> [Written task] Reproduce all records exactly.
# START OF Supplied records
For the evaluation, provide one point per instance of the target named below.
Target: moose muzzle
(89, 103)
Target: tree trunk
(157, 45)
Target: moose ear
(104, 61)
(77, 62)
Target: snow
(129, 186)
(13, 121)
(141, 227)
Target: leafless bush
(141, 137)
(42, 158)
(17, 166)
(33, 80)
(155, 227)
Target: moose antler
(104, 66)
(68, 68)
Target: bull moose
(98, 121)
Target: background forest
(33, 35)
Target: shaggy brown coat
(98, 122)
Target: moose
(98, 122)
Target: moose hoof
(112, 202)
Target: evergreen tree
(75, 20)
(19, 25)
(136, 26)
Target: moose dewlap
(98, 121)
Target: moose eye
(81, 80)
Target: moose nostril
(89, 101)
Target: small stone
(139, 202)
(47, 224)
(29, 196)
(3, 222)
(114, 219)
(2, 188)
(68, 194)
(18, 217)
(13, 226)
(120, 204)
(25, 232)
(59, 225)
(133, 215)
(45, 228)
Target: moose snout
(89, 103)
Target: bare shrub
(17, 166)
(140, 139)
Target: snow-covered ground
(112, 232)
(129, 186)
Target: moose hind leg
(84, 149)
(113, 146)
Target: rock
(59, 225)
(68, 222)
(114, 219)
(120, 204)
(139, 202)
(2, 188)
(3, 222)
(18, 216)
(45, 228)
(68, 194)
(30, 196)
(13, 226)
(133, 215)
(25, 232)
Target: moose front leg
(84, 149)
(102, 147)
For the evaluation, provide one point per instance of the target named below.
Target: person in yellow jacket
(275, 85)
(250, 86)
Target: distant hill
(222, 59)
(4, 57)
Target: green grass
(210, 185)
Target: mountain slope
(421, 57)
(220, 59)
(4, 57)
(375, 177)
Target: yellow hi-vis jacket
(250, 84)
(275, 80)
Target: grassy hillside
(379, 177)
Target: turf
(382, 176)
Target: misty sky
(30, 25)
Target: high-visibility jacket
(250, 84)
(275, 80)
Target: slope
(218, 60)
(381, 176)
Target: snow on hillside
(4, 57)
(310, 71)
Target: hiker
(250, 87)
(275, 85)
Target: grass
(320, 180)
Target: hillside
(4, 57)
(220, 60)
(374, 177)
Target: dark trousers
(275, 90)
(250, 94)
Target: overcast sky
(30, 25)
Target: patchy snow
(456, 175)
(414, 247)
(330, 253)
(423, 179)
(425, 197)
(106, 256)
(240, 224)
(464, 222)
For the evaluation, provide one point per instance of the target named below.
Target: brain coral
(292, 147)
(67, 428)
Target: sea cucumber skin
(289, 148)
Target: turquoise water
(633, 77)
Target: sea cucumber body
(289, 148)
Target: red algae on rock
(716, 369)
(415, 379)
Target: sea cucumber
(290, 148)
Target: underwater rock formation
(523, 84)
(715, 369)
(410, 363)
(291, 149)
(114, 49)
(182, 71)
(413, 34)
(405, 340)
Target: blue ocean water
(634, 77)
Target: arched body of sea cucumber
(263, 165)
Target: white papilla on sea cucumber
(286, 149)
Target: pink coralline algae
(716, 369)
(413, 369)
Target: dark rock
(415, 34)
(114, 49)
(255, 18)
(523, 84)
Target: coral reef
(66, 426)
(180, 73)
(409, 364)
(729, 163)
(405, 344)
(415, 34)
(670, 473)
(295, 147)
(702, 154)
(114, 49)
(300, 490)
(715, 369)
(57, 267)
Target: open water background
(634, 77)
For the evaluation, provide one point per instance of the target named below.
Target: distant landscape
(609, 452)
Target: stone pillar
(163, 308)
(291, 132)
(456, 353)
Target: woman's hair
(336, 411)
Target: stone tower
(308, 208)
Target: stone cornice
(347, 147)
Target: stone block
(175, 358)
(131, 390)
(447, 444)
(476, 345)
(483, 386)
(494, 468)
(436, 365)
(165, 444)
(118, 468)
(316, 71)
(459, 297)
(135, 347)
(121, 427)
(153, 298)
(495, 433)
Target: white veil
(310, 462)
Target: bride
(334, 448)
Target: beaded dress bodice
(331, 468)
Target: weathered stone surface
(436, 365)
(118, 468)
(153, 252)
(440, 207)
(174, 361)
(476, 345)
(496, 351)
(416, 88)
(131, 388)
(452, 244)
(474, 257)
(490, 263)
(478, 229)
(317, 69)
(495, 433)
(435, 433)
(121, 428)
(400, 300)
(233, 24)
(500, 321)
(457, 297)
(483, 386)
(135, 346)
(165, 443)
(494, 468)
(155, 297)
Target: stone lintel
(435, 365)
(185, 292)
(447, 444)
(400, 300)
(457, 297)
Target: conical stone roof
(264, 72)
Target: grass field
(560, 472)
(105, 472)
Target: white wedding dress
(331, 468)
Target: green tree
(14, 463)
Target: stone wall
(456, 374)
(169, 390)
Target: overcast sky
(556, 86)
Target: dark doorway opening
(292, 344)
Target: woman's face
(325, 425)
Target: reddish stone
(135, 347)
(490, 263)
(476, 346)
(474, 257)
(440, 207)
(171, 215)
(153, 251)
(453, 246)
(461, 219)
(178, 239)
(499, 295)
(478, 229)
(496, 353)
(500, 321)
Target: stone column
# END OF Supplied records
> [Answer to this problem]
For the evaluation, provide one point per instance of the target named below.
Target: moose muzzle
(89, 103)
Target: tree trunk
(157, 45)
Target: moose ear
(104, 61)
(77, 62)
Target: snow
(129, 186)
(13, 121)
(141, 227)
Target: leafless bush
(141, 137)
(42, 158)
(17, 166)
(33, 80)
(155, 227)
Target: moose antler
(104, 66)
(68, 68)
Target: bull moose
(98, 121)
Target: background forest
(33, 35)
Target: shaggy brown coat
(98, 122)
Target: moose
(98, 122)
Target: moose hoof
(112, 202)
Target: evergreen tree
(75, 20)
(19, 25)
(136, 26)
Target: moose dewlap
(98, 121)
Target: moose eye
(81, 80)
Target: moose nostril
(89, 101)
Target: small stone
(139, 202)
(47, 224)
(29, 196)
(3, 222)
(114, 219)
(2, 188)
(68, 194)
(18, 217)
(13, 226)
(120, 204)
(25, 232)
(59, 225)
(133, 215)
(45, 228)
Target: moose snout
(89, 103)
Target: bare shrub
(17, 166)
(140, 139)
Target: snow-covered ground
(112, 232)
(129, 186)
Target: moose hind leg
(84, 149)
(113, 146)
Target: rock
(59, 225)
(68, 222)
(114, 219)
(120, 204)
(139, 202)
(2, 188)
(3, 222)
(18, 216)
(45, 228)
(68, 194)
(30, 196)
(13, 226)
(133, 215)
(25, 232)
Target: moose front leg
(84, 149)
(102, 147)
For the evaluation, provide one point per instance of the target named below.
Target: person in yellow jacket
(275, 85)
(250, 86)
Target: distant hill
(222, 59)
(4, 57)
Target: green grass
(210, 185)
Target: mountain slope
(421, 57)
(220, 59)
(4, 57)
(375, 177)
Target: yellow hi-vis jacket
(250, 84)
(275, 80)
Target: grassy hillside
(379, 177)
Target: turf
(382, 176)
Target: misty sky
(30, 25)
Target: high-visibility jacket
(250, 84)
(275, 80)
Target: slope
(218, 60)
(381, 176)
Target: snow on hillside
(4, 57)
(310, 71)
Target: hiker
(250, 87)
(275, 85)
Target: grass
(320, 180)
Target: hillside
(4, 57)
(220, 60)
(374, 177)
Target: dark trousers
(275, 90)
(250, 94)
Target: overcast sky
(30, 25)
Target: patchy snow
(456, 175)
(414, 247)
(330, 253)
(423, 179)
(425, 197)
(106, 256)
(240, 224)
(464, 222)
For the evaluation, provide one point per instance of the target named below.
Target: brain coral
(292, 147)
(67, 428)
Target: sea cucumber skin
(289, 148)
Target: turquoise water
(633, 77)
Target: sea cucumber body
(289, 148)
Target: red algae on rock
(716, 369)
(415, 379)
Target: sea cucumber
(290, 148)
Target: underwater rock formation
(523, 84)
(715, 369)
(410, 363)
(291, 149)
(114, 49)
(182, 71)
(413, 34)
(405, 340)
Target: blue ocean water
(634, 77)
Target: arched body of sea cucumber
(263, 165)
Target: white papilla on sea cucumber
(286, 149)
Target: pink coralline algae
(716, 369)
(413, 369)
Target: dark rock
(415, 34)
(114, 49)
(255, 18)
(523, 84)
Target: coral reef
(66, 426)
(180, 73)
(409, 364)
(729, 163)
(405, 344)
(415, 34)
(670, 473)
(295, 147)
(702, 154)
(114, 49)
(300, 490)
(715, 369)
(57, 267)
Target: open water background
(634, 77)
For the evaluation, provide one point per instance of the target named below.
Target: distant landscape
(609, 452)
Target: stone pillar
(163, 308)
(291, 132)
(456, 353)
Target: woman's hair
(336, 411)
Target: stone tower
(308, 208)
Target: stone cornice
(347, 147)
Target: stone block
(175, 358)
(131, 390)
(447, 444)
(476, 345)
(483, 386)
(494, 468)
(436, 365)
(165, 444)
(118, 468)
(316, 71)
(459, 297)
(135, 347)
(121, 427)
(153, 298)
(495, 433)
Target: white veil
(310, 462)
Target: bride
(334, 448)
Target: beaded dress bodice
(331, 468)
Target: weathered stone surface
(436, 365)
(118, 468)
(153, 252)
(440, 207)
(174, 361)
(476, 345)
(496, 351)
(416, 88)
(131, 388)
(452, 244)
(474, 257)
(490, 263)
(478, 229)
(317, 69)
(495, 433)
(435, 433)
(121, 428)
(400, 300)
(233, 24)
(500, 321)
(457, 297)
(483, 386)
(135, 346)
(165, 443)
(494, 468)
(155, 297)
Target: stone lintel
(435, 365)
(185, 292)
(447, 444)
(400, 300)
(457, 297)
Target: conical stone roof
(264, 72)
Target: grass field
(560, 472)
(105, 472)
Target: white wedding dress
(331, 468)
Target: green tree
(14, 463)
Target: stone wall
(456, 374)
(169, 390)
Target: overcast sky
(556, 86)
Target: dark doorway opening
(292, 344)
Target: woman's face
(325, 425)
Target: reddish stone
(135, 347)
(490, 263)
(476, 346)
(474, 257)
(440, 207)
(171, 215)
(153, 251)
(453, 246)
(461, 219)
(178, 239)
(499, 295)
(478, 229)
(496, 353)
(500, 321)
Target: stone column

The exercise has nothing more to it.